== Segment start ==
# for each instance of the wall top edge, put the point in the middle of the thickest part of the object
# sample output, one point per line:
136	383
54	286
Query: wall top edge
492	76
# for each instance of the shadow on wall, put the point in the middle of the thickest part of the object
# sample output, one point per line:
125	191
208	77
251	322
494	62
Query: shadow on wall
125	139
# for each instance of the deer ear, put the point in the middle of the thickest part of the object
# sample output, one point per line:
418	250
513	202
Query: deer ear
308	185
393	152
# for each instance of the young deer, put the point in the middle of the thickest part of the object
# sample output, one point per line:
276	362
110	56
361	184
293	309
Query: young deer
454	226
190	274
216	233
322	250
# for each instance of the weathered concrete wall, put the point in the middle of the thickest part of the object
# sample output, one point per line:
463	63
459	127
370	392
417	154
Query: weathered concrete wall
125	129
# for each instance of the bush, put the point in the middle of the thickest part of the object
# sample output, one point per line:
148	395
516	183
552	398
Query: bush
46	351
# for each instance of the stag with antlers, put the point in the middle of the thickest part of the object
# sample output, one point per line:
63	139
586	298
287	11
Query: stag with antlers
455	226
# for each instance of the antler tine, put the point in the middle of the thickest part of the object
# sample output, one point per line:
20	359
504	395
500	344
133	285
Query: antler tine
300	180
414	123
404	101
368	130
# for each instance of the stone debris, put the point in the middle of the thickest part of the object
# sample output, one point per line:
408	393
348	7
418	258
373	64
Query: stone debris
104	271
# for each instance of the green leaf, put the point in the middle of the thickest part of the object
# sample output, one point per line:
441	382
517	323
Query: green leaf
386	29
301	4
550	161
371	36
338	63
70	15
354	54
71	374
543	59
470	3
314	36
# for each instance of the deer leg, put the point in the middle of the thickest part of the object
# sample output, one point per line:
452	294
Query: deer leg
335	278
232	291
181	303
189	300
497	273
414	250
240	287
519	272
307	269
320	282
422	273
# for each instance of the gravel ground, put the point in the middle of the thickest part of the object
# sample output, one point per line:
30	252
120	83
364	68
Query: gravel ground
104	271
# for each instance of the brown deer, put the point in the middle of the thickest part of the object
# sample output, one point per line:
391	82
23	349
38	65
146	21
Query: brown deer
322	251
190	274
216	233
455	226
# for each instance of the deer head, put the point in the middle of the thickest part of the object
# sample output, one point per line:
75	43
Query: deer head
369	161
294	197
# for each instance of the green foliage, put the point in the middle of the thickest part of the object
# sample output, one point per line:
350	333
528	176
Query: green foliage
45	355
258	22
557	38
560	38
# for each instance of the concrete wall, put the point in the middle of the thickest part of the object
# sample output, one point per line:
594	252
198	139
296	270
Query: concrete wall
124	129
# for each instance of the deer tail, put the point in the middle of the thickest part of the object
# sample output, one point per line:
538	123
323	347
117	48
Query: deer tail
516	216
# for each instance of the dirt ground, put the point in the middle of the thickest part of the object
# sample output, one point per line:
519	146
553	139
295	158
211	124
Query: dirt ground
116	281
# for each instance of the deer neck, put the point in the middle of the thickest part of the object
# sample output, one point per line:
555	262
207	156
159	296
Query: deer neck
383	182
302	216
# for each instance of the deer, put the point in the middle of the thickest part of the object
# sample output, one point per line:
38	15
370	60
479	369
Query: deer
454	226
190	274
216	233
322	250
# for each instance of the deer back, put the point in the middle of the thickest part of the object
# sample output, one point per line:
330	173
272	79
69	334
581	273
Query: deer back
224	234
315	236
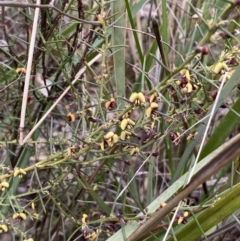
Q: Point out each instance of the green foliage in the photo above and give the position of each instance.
(118, 119)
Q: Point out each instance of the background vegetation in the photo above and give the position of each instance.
(119, 120)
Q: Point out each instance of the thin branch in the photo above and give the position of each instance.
(49, 6)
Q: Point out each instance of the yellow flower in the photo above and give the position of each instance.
(4, 185)
(127, 124)
(185, 73)
(19, 216)
(71, 117)
(220, 68)
(137, 98)
(18, 172)
(3, 228)
(151, 110)
(84, 218)
(134, 151)
(109, 140)
(111, 104)
(125, 135)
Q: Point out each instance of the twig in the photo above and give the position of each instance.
(81, 71)
(49, 6)
(28, 73)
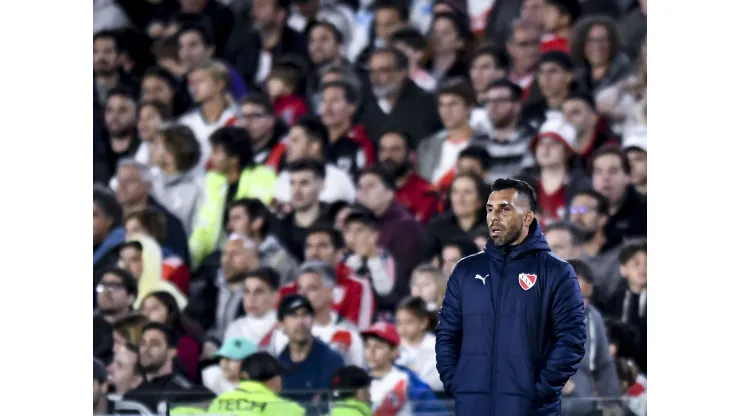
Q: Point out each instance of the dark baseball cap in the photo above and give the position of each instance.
(99, 372)
(347, 380)
(290, 304)
(262, 366)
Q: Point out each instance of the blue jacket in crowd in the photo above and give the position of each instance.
(511, 330)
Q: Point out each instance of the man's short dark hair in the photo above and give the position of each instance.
(257, 98)
(401, 6)
(316, 166)
(204, 31)
(124, 92)
(336, 237)
(399, 58)
(569, 227)
(630, 249)
(107, 34)
(624, 161)
(411, 37)
(265, 274)
(350, 93)
(459, 87)
(514, 89)
(602, 203)
(582, 269)
(235, 142)
(153, 221)
(179, 140)
(500, 58)
(478, 153)
(385, 177)
(521, 187)
(169, 334)
(254, 209)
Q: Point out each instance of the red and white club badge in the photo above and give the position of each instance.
(526, 281)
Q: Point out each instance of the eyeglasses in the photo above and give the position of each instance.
(581, 209)
(113, 287)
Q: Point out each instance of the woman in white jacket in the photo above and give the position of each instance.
(178, 187)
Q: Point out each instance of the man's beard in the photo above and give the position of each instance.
(507, 238)
(399, 170)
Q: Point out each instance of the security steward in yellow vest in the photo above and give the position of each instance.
(258, 393)
(351, 392)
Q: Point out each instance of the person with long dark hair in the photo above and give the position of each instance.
(162, 307)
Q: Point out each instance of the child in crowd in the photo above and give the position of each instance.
(429, 283)
(415, 323)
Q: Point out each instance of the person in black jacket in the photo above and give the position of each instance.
(158, 349)
(395, 101)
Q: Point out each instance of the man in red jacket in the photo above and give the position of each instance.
(353, 297)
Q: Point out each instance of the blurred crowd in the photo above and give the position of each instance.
(282, 188)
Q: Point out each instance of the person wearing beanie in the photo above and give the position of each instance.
(558, 19)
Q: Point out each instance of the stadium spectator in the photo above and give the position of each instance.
(260, 296)
(429, 283)
(215, 301)
(312, 361)
(467, 211)
(412, 191)
(437, 154)
(318, 282)
(196, 45)
(371, 261)
(176, 153)
(151, 223)
(592, 130)
(506, 134)
(558, 17)
(307, 179)
(635, 147)
(400, 233)
(251, 218)
(234, 176)
(265, 129)
(352, 298)
(487, 64)
(414, 45)
(396, 102)
(208, 83)
(101, 403)
(161, 306)
(629, 303)
(348, 147)
(416, 351)
(133, 192)
(225, 376)
(557, 175)
(150, 117)
(610, 175)
(597, 55)
(450, 38)
(309, 138)
(125, 373)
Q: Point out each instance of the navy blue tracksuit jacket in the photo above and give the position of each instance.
(511, 330)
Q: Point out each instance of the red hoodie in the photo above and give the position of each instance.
(353, 297)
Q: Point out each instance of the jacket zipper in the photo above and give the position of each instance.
(497, 320)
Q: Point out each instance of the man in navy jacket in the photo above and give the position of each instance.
(512, 326)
== Segment end ==
What the task asks:
Copy the entries above verbatim. Pictures do not belong in the copy.

Output below:
# for each instance of the wall top edge, put the point in the middle of the thickest part of the object
# sample output, one point per line:
136	383
54	286
Query: wall top edge
492	76
# for each instance of the shadow on wall, put the point in the middle of the thickest part of the object
# sample output, one point per line:
125	191
208	77
251	322
494	62
Query: shadow on wall
125	139
# for each instance of the deer ear, put the point in the middle of the thickest part of the object
# sample output, one point per line:
418	250
513	202
Query: deer ear
308	185
393	152
# for each instance of the young deer, put the point in the middle of the thickest part of the object
# sample output, one point per line:
276	362
110	56
361	184
293	309
Query: young deer
454	226
190	274
216	233
322	250
# for each instance of the weathered concrete wall, put the point in the middle of the thickest part of the object
# sample output, one point per line:
463	63
459	127
370	392
417	154
Query: weathered concrete wall
125	129
# for each instance of the bush, put the point in the middle of the thickest part of the object
# sample output, one point per line:
148	395
516	183
552	398
Query: bush
46	351
# for each instance of the stag with antlers, put the point in the middle of the thickest part of the object
# sample output, one point per line:
63	139
586	298
287	11
Query: stag with antlers
455	226
# for each instance of the antler tine, put the point in the middle of the thickest part of the object
# sample output, one point per line:
20	359
504	395
500	344
133	285
Query: antler tine
300	180
414	123
404	101
368	130
# for each instance of the stone debris, put the point in the middle of the thickest part of the object
# sample output, one point per line:
408	393
348	7
418	258
373	64
Query: stone debris
104	271
# for each instance of the green leaf, put the point in the middle of the thickest part of the object
# sample output, one point per line:
441	382
517	323
Query: green leaf
386	29
301	4
550	161
371	36
338	63
70	15
354	54
71	374
543	59
470	3
314	36
# for each instance of the deer leg, put the point in the middle of the thickest part of the object
# sample output, one point per line:
452	294
Query: deer leg
335	278
232	291
181	303
189	300
497	273
414	250
240	287
519	272
307	269
320	282
422	273
# for each instance of the gravel ground, put the point in the middle of the thickest part of the object
# sample output, one point per line:
30	252
120	83
364	68
Query: gravel ground
104	271
# for each instance of the brown deer, put the point in the middle of the thickest part of the object
# sample output, one point per line:
391	82
23	349
38	65
146	21
Query: brown deer
322	251
190	274
216	233
455	226
# for each instance of the deer head, put the point in the middle of the thickest part of the object
# sample output, one point per line:
75	43
Query: deer head
369	161
294	197
# for each instance of the green foliage, put the point in the middle of the thickest part of the object
# sample output, one point per line:
350	333
528	176
Query: green foliage
45	355
258	22
557	38
560	38
# for each instance of the concrete wall, put the point in the middle of the thickest part of the object
# sample output, one point per line:
594	252
198	139
296	270
Query: concrete wall
124	129
# for each instance of the deer tail, put the point in the middle of the thickest part of the object
# sample output, one point per line:
538	123
323	347
117	48
Query: deer tail
516	216
# for each instance of the dirt ground, put the point in the middle of the thickest part of the object
# sample output, one point per line:
519	146
553	139
295	158
211	124
Query: dirt ground
116	281
# for each instance of the deer neck, put the point in the middle of the thickest part of the object
# sample output, one point per line:
555	262
207	156
159	296
Query: deer neck
383	182
302	216
# for each instance of the deer, put the point in the middle of the thickest part of the object
# sample output, one point per line:
38	15
370	60
479	369
Query: deer
454	226
190	274
216	233
322	250
# for each instance of the deer back, put the point in the middle of the thickest part of the object
# sample output, one point per line:
330	173
272	79
69	334
581	273
Query: deer back
224	234
315	236
Q: Point out each instance of the green foliage in the photo above and give the position of each instance.
(118, 119)
Q: Point out each instance of the background vegetation in the photo above and give the position of each instance.
(119, 120)
Q: Point out each instance of the thin branch in the photo above and give the position of each instance.
(49, 6)
Q: Point out each instance of the yellow flower in the photo above and give the position of each instance.
(4, 185)
(127, 124)
(185, 73)
(19, 216)
(71, 117)
(220, 68)
(137, 98)
(18, 172)
(3, 228)
(151, 110)
(84, 218)
(134, 151)
(109, 140)
(111, 104)
(125, 135)
Q: Point out each instance of the twig in the photo above and give the position of each instance.
(81, 71)
(49, 6)
(28, 73)
Q: Point out each instance of the dark baseball cap in the photo above and give the position of each instance.
(99, 372)
(347, 380)
(290, 304)
(262, 366)
Q: Point out each instance of the blue jacket in crowd in the photo above and give the position of each instance.
(511, 330)
Q: Point out each instance of the man's short dark hair in the photo above and give the position of each instance.
(257, 98)
(401, 6)
(316, 166)
(204, 31)
(124, 92)
(336, 237)
(399, 58)
(569, 227)
(630, 249)
(107, 34)
(624, 161)
(411, 37)
(265, 274)
(350, 93)
(459, 87)
(514, 89)
(602, 203)
(582, 269)
(235, 142)
(153, 221)
(179, 140)
(500, 58)
(478, 153)
(385, 177)
(521, 187)
(169, 334)
(254, 209)
Q: Point out each instance of the red and white club badge in the photo above and give the position of each instance.
(526, 281)
Q: Point out each instance of the eyeglasses in the photo above and give the position of each instance.
(581, 209)
(113, 287)
Q: Point out each instance of the woman in white jacket in the photo above and give the position of each instance.
(178, 187)
Q: Point out each instance of the man's beard in the photo above and give the position of each instance.
(507, 238)
(399, 170)
Q: Point out each instance of the security steward in yellow vest in the photo above and give the position of each instance.
(258, 393)
(351, 392)
Q: Point out each instance of the person with long dark hair in the photo above and give the position of each instance.
(162, 307)
Q: Point out each instance of the child in crowd in the photo above and give the position of each instance.
(429, 283)
(415, 323)
Q: Point out each instance of the person in black jacket in the photo above and give the position of each instance.
(158, 349)
(395, 101)
Q: Point out each instance of the man in red jacket in the photo above and give the position of each instance.
(353, 297)
Q: Point out each instance of the blurred crowd in the photo above and give the position of each instance.
(282, 188)
Q: Point out each instance of the person wearing beanie in the photo above and give the position of each instance.
(558, 19)
Q: Point out each instance of the stadium spectator in the photo above and give the position of each instance.
(260, 296)
(429, 283)
(215, 301)
(312, 361)
(467, 211)
(412, 191)
(437, 154)
(318, 282)
(196, 45)
(371, 261)
(176, 153)
(151, 223)
(592, 130)
(506, 134)
(558, 17)
(307, 179)
(635, 147)
(400, 233)
(251, 218)
(234, 176)
(265, 129)
(352, 298)
(487, 64)
(414, 45)
(396, 102)
(208, 83)
(101, 403)
(161, 306)
(629, 303)
(348, 147)
(416, 351)
(133, 192)
(225, 376)
(557, 175)
(150, 117)
(610, 175)
(597, 55)
(450, 38)
(309, 138)
(125, 373)
Q: Point out each instance of the navy blue tracksuit jacket in the photo above and give the position of each instance.
(511, 330)
Q: Point out each instance of the red hoodie in the photo above and give the position of each instance.
(353, 297)
Q: Point out each instance of the jacket zipper in the photo above and give the position of each instance.
(497, 320)
Q: Point out each instance of the man in navy jacket in the photo above and give the position of each instance.
(512, 326)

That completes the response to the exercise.